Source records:
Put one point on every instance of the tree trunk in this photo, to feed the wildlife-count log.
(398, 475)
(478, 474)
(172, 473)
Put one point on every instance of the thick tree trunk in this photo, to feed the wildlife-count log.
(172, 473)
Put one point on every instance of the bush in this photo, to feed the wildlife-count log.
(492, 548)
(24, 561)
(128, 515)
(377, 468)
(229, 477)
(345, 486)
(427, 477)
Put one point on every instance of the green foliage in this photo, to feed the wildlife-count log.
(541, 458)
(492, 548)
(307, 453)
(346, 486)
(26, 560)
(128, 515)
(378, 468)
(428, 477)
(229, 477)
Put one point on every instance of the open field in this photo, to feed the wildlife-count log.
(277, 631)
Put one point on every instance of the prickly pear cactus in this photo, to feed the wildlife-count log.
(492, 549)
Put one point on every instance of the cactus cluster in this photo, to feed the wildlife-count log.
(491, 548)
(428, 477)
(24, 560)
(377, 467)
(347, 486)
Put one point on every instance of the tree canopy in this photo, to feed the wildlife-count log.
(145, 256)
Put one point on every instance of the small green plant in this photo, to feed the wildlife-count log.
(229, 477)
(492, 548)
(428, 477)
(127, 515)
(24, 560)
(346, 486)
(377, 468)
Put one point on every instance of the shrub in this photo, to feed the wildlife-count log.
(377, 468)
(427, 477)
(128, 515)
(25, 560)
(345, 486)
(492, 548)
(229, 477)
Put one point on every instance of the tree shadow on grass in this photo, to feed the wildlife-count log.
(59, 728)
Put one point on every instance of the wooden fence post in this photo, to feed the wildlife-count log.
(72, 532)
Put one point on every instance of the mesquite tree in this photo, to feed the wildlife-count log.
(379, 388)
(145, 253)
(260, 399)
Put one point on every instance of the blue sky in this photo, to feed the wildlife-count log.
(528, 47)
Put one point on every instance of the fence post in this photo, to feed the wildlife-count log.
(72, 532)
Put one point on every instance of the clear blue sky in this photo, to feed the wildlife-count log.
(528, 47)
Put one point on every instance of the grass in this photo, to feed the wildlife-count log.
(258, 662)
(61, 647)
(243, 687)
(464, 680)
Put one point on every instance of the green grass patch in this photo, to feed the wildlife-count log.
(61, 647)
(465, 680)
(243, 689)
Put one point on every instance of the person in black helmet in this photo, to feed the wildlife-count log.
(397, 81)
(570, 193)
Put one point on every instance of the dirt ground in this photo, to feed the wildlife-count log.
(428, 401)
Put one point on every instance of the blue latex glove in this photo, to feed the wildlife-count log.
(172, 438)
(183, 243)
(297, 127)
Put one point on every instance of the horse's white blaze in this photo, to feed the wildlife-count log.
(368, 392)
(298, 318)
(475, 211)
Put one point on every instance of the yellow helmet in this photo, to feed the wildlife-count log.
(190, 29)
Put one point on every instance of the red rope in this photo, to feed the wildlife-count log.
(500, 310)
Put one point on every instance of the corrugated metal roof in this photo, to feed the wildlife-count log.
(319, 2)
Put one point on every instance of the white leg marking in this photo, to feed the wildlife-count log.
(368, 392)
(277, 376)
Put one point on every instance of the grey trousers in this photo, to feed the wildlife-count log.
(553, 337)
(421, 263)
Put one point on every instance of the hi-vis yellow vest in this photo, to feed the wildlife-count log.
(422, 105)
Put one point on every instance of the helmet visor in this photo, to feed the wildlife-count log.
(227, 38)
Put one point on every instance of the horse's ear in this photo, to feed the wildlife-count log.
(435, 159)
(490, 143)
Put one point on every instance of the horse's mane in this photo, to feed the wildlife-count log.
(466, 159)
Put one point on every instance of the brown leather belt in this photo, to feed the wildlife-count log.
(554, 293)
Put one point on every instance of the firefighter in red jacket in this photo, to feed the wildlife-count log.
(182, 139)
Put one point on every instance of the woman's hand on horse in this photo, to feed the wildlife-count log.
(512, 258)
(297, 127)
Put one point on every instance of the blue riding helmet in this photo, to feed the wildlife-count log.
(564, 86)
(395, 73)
==
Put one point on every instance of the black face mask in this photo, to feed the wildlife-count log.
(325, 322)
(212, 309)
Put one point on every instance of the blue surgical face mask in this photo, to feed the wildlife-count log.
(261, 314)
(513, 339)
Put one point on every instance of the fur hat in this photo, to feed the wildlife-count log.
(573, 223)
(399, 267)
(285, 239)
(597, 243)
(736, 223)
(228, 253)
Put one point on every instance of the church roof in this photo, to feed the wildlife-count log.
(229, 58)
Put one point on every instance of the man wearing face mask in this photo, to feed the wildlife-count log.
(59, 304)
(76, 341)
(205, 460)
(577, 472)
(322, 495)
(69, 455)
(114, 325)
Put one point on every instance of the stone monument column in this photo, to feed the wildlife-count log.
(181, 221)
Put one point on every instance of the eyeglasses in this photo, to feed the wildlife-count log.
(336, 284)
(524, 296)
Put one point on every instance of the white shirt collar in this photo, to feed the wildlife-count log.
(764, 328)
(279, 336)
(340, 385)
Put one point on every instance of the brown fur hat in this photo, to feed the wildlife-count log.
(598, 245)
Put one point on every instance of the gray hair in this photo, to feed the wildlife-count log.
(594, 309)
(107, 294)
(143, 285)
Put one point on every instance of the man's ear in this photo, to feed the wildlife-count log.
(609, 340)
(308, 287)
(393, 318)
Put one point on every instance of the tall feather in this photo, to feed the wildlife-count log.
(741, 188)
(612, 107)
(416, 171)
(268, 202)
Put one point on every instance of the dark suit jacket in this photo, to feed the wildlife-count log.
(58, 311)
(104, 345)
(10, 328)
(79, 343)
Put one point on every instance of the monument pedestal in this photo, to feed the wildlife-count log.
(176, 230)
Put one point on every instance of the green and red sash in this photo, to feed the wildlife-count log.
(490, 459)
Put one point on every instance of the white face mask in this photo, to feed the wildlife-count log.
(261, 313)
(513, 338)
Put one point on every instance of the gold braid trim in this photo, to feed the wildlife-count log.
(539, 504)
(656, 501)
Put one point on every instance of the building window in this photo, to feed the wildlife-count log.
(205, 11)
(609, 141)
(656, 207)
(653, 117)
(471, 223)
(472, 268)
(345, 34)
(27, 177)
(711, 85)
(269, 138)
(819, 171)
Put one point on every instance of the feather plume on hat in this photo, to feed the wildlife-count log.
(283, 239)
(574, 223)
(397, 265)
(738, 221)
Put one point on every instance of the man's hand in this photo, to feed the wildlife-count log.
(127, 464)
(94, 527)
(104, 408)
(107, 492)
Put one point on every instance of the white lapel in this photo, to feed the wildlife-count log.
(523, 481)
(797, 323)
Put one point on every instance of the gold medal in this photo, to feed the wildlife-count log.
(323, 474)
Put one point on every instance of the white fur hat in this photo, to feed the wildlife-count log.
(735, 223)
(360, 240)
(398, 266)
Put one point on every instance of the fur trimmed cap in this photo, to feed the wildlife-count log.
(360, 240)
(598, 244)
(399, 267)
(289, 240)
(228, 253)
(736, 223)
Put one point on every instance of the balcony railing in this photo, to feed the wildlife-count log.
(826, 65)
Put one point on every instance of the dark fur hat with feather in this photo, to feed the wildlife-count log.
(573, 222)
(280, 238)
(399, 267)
---
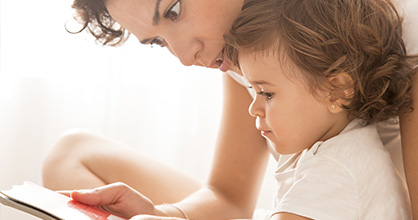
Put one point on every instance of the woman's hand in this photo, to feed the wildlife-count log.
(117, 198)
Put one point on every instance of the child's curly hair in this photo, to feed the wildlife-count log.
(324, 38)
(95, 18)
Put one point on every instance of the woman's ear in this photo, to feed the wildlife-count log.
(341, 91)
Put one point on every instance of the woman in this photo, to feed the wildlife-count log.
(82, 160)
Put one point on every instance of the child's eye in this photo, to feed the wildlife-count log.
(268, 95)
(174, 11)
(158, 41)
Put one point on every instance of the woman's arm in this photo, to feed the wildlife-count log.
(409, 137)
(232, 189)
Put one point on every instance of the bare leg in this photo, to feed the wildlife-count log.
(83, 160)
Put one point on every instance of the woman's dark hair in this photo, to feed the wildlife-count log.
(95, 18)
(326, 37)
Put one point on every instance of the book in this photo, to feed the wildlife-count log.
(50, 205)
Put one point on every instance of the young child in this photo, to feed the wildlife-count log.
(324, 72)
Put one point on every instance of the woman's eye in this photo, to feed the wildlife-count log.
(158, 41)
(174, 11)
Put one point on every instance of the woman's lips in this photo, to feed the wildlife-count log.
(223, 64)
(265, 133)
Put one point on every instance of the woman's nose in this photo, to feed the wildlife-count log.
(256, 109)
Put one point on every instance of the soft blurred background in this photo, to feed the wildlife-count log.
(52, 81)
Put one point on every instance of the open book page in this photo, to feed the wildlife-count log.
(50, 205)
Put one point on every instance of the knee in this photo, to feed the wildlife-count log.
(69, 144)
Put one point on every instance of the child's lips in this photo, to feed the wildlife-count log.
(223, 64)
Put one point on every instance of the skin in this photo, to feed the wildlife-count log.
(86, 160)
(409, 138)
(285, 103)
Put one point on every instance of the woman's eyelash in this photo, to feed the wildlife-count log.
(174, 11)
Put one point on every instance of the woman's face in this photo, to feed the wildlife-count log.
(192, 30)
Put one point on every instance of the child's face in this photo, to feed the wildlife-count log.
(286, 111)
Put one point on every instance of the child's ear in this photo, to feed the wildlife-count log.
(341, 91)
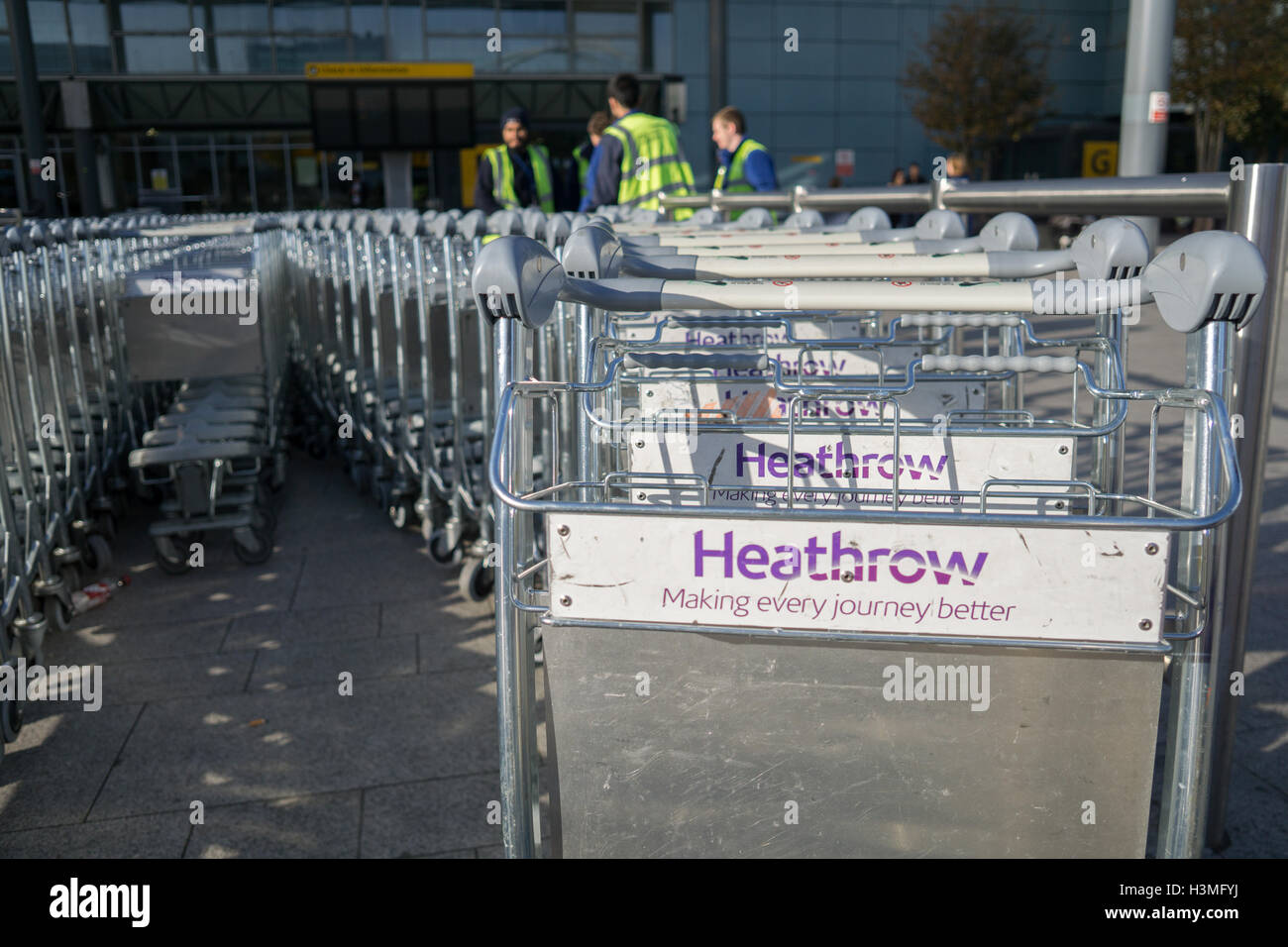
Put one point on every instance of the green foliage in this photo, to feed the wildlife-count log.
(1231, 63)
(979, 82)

> REQUIREMENT
Extract every line of the data above that contains the string "hair". Case counts.

> COMPLETE OUTPUT
Put one point on every instance of the gray hair in this photo, to feed the wildlife-count log.
Put one point on every instance of the child's curly hair in this photo, to feed the wildlife-count log.
Put one point on every instance of the woman's dark hair in this photo, to feed the wildlife-count log.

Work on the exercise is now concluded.